The request: Each entry below is to be duplicated verbatim.
Start of Material provided
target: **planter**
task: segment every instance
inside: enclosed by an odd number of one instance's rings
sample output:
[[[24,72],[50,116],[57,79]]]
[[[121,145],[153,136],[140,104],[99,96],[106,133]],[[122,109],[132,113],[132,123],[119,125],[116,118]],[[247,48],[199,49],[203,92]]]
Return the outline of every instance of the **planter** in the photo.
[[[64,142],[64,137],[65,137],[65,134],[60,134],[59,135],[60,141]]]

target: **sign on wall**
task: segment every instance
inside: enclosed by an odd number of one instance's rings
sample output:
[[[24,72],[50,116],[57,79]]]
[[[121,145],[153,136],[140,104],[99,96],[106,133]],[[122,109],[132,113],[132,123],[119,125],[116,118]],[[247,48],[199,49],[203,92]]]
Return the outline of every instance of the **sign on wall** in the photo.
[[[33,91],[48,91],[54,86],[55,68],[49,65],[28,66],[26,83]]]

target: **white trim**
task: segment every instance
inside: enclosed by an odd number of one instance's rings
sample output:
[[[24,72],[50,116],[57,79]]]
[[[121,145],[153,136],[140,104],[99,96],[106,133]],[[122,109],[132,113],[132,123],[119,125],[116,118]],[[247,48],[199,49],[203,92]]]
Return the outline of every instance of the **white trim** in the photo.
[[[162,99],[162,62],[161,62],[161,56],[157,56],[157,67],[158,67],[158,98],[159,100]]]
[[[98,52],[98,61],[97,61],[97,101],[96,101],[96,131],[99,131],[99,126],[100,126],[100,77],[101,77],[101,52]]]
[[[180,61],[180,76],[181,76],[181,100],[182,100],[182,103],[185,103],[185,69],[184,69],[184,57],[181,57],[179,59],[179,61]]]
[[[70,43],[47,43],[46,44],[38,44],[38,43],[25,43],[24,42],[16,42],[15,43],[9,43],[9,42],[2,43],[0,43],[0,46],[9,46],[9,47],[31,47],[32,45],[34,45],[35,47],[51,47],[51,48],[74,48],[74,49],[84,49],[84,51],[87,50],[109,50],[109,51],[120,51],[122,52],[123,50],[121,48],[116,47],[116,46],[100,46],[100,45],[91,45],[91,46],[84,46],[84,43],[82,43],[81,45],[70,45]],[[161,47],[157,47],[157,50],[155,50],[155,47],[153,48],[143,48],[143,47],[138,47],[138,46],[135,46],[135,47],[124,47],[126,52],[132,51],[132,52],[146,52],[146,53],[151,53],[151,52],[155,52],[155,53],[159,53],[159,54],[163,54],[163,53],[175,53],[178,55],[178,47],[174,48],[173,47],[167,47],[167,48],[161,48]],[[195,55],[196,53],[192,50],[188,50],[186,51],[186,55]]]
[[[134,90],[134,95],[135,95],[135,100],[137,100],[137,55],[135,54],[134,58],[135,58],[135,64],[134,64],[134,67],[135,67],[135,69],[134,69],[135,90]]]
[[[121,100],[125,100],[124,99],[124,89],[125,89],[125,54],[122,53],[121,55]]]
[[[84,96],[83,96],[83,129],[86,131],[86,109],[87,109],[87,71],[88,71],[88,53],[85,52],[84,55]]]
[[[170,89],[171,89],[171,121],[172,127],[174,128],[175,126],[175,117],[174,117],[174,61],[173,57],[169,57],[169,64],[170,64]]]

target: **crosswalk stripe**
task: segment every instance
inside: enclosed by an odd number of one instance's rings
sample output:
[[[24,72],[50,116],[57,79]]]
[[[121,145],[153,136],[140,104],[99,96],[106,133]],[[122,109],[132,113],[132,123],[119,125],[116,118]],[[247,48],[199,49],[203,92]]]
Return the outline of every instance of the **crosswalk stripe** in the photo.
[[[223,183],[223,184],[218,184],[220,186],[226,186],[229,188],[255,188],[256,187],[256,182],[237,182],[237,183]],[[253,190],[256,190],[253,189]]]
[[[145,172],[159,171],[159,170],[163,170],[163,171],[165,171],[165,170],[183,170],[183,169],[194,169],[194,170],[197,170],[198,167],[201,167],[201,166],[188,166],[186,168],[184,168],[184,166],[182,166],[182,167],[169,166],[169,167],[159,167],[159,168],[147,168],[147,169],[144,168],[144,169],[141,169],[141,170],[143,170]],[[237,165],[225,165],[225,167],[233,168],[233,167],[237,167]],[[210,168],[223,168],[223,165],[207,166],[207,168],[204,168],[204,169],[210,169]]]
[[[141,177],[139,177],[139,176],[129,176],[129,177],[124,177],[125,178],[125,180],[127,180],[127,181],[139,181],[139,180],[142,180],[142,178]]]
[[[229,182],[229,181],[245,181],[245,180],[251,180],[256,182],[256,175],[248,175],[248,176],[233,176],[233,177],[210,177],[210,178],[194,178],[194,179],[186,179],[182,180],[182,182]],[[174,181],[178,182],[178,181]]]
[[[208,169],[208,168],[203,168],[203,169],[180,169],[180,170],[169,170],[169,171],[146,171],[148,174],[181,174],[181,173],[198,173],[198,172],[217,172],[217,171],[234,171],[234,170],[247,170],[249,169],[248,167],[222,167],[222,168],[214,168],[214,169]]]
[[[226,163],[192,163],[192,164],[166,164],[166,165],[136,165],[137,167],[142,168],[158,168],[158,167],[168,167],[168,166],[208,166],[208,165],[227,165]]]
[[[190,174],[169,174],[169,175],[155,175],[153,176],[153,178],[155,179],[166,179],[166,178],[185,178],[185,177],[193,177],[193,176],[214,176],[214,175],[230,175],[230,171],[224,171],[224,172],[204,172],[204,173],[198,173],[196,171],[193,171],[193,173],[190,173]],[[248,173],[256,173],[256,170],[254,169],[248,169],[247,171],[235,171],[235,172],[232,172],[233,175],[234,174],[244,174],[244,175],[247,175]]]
End of Material provided
Task response:
target: **planter**
task: segment every instance
inside: enclosed by an odd number of one instance's rings
sample output:
[[[24,72],[50,116],[57,79]]]
[[[121,145],[153,136],[140,104],[99,96],[106,133]],[[122,109],[132,113],[132,123],[119,125],[116,118]],[[247,48],[199,49],[203,92]]]
Return the outline of every instance of the **planter** in the photo.
[[[64,142],[64,137],[65,137],[65,134],[60,134],[59,135],[60,141]]]

target: **sign on wall**
task: segment every instance
inside: enclosed by an odd number of one instance's rings
sample output:
[[[24,72],[50,116],[57,79]]]
[[[121,145],[153,136],[140,104],[99,96],[106,133]],[[122,109],[132,113],[132,123],[119,125],[116,118]],[[247,48],[199,49],[203,92]]]
Return the outline of every instance of the **sign on wall** in the photo.
[[[33,91],[48,91],[54,86],[55,68],[49,65],[28,66],[26,83]]]

target: **white trim**
task: segment every instance
inside: enclosed by an odd number of one instance's rings
sample output:
[[[24,72],[50,116],[57,79]]]
[[[121,145],[153,136],[140,104],[99,96],[106,133]],[[122,109],[132,113],[132,123],[119,125],[116,118]],[[247,48],[199,49],[203,92]]]
Return the outline of every instance of the **white trim** in the photo.
[[[162,99],[162,62],[161,62],[161,56],[157,56],[157,67],[158,67],[158,98],[159,100]]]
[[[98,52],[98,61],[97,61],[97,101],[96,101],[96,131],[99,131],[99,126],[100,126],[100,77],[101,77],[101,52]]]
[[[180,61],[180,76],[181,76],[181,100],[182,100],[182,103],[185,103],[185,69],[184,69],[184,57],[181,57],[179,59],[179,61]]]
[[[70,43],[47,43],[46,44],[38,44],[38,43],[25,43],[24,42],[16,42],[15,43],[9,43],[9,42],[2,43],[0,43],[0,46],[9,46],[9,47],[31,47],[32,45],[34,45],[35,47],[51,47],[51,48],[74,48],[74,49],[84,49],[84,51],[87,50],[109,50],[109,51],[120,51],[122,52],[123,50],[121,48],[116,47],[116,46],[100,46],[100,45],[91,45],[91,46],[84,46],[84,43],[82,43],[81,45],[70,45]],[[161,47],[157,47],[157,50],[155,50],[155,47],[153,48],[143,48],[143,47],[138,47],[138,46],[135,46],[135,47],[124,47],[126,52],[132,51],[132,52],[146,52],[146,53],[151,53],[151,52],[155,52],[155,53],[159,53],[159,54],[163,54],[163,53],[175,53],[178,55],[178,47],[174,48],[173,47],[167,47],[167,48],[161,48]],[[195,55],[196,53],[192,50],[188,50],[186,51],[186,55]]]
[[[134,90],[134,95],[135,95],[135,100],[137,100],[137,55],[135,54],[134,58],[135,58],[135,64],[134,64],[134,67],[135,67],[135,69],[134,69],[135,90]]]
[[[121,100],[125,100],[124,99],[124,89],[125,89],[125,54],[122,53],[121,55]]]
[[[84,96],[83,96],[83,129],[86,131],[86,109],[87,109],[87,71],[88,71],[88,53],[85,52],[84,55]]]
[[[170,89],[171,89],[171,121],[172,127],[174,128],[175,126],[175,117],[174,117],[174,61],[173,57],[169,57],[169,64],[170,64]]]

target: **crosswalk stripe**
task: segment every instance
inside: enclosed by an odd number of one instance's rings
sample output:
[[[24,72],[50,116],[57,79]]]
[[[121,145],[153,136],[140,104],[99,96],[106,133]],[[122,109],[132,113],[132,123],[119,125],[116,118]],[[247,48],[199,49],[203,92]]]
Return the outline of every instance of the **crosswalk stripe** in the photo.
[[[223,183],[223,184],[218,184],[220,186],[226,186],[229,188],[255,188],[256,187],[256,182],[237,182],[237,183]],[[253,190],[256,190],[253,189]]]
[[[145,172],[159,171],[159,170],[163,170],[163,171],[165,171],[165,170],[183,170],[183,169],[194,169],[194,170],[197,170],[198,167],[201,167],[201,166],[188,166],[186,168],[184,168],[184,166],[182,166],[182,167],[169,166],[169,167],[159,167],[159,168],[147,168],[147,169],[144,168],[144,169],[141,169],[141,170],[143,170]],[[237,165],[225,165],[225,167],[233,168],[233,167],[237,167]],[[210,168],[223,168],[223,165],[207,166],[207,168],[204,168],[204,169],[210,169]]]
[[[141,177],[139,177],[139,176],[129,176],[129,177],[124,177],[125,178],[125,180],[127,180],[127,181],[139,181],[139,180],[142,180],[142,178]]]
[[[229,182],[229,181],[245,181],[245,180],[251,180],[256,182],[256,175],[248,175],[248,176],[233,176],[233,177],[210,177],[210,178],[194,178],[194,179],[186,179],[182,180],[182,182]],[[174,181],[178,182],[178,181]]]
[[[208,169],[208,168],[203,168],[203,169],[180,169],[180,170],[169,170],[169,171],[146,171],[148,174],[181,174],[181,173],[198,173],[198,172],[217,172],[217,171],[234,171],[234,170],[247,170],[249,169],[248,167],[222,167],[222,168],[214,168],[214,169]]]
[[[226,163],[192,163],[192,164],[166,164],[166,165],[136,165],[137,167],[142,168],[158,168],[158,167],[168,167],[168,166],[208,166],[208,165],[227,165]]]
[[[190,174],[169,174],[169,175],[155,175],[153,176],[153,178],[155,179],[166,179],[166,178],[185,178],[185,177],[193,177],[193,176],[214,176],[214,175],[230,175],[230,171],[224,171],[224,172],[204,172],[204,173],[198,173],[196,171],[193,171],[193,173],[190,173]],[[248,173],[256,173],[256,170],[254,169],[248,169],[247,171],[235,171],[235,172],[232,172],[233,175],[234,174],[244,174],[244,175],[247,175]]]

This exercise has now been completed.